Responda com base no texto sobre o Super Bowl XLIX:
(a) Em que linha estavam os Seahawks quando decidiram lançar a bola?
(b) Qual é o nome do coordenador ofensivo mencionado?
(c) Em que figura, segundo o texto, os adeptos se entranham ferozmente?

Texto citado:
* * * *

Super Bowl XLIX: A Jogada
Já muito se escreveu sobre a (polémica) decisão dos Seahawks lançarem a bola, na linha de 1 jarda, num segundo down, bem perto do final do Super Bowl. Maioritariamente, o grosso das opiniões assentou num forte tom crítico, blasfemando Pete Carroll e o seu coordenador ofensivo, Darrell Bevell, pela decisão desajustada. Mas terá essa opção de jogada sido assim tão desenraizada do jogo? É fácil, claramente, após uma jogada que correu menos bem, achar que a solução alternativa A, B ou C teria sido mais indicada para a ocasião. Se isso se passa amiúde num qualquer jogo de futebol americano, com os adeptos ferozmente entranhados na figura de treinadores de bancada, teria sempre maior repercussão quanto ao output dum playcalling na última jogada de um Super Bowl.

* * * *

Registos de dados:
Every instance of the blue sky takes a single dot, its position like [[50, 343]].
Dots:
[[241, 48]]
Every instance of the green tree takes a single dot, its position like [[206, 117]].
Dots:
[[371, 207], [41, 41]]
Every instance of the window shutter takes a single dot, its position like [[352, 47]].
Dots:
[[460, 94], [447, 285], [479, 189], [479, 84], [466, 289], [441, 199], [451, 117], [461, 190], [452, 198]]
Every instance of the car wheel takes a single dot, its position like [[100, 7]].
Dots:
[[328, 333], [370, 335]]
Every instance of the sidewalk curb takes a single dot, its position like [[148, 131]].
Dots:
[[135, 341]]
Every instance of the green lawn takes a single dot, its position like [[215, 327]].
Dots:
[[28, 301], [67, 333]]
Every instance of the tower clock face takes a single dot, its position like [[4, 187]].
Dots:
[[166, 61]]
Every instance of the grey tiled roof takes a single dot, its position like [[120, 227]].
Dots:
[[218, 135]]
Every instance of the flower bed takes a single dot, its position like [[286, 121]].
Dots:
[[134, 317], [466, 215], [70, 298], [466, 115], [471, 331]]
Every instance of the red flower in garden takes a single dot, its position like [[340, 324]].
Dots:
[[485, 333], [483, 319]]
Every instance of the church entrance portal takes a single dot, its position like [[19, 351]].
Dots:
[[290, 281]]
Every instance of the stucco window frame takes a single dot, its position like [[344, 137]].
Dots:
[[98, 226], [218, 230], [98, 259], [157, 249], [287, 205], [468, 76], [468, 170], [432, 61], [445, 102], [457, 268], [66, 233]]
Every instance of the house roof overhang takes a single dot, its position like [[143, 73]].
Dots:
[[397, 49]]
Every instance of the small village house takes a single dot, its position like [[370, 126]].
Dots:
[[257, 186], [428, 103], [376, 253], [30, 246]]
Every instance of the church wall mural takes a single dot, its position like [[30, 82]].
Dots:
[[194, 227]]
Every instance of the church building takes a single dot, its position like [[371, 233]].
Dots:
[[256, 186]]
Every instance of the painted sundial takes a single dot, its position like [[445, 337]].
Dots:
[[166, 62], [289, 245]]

* * * *

Exercício resolvido:
(a) Na linha de 1 jarda.
(b) Darrell Bevell.
(c) Na figura de treinadores de bancada.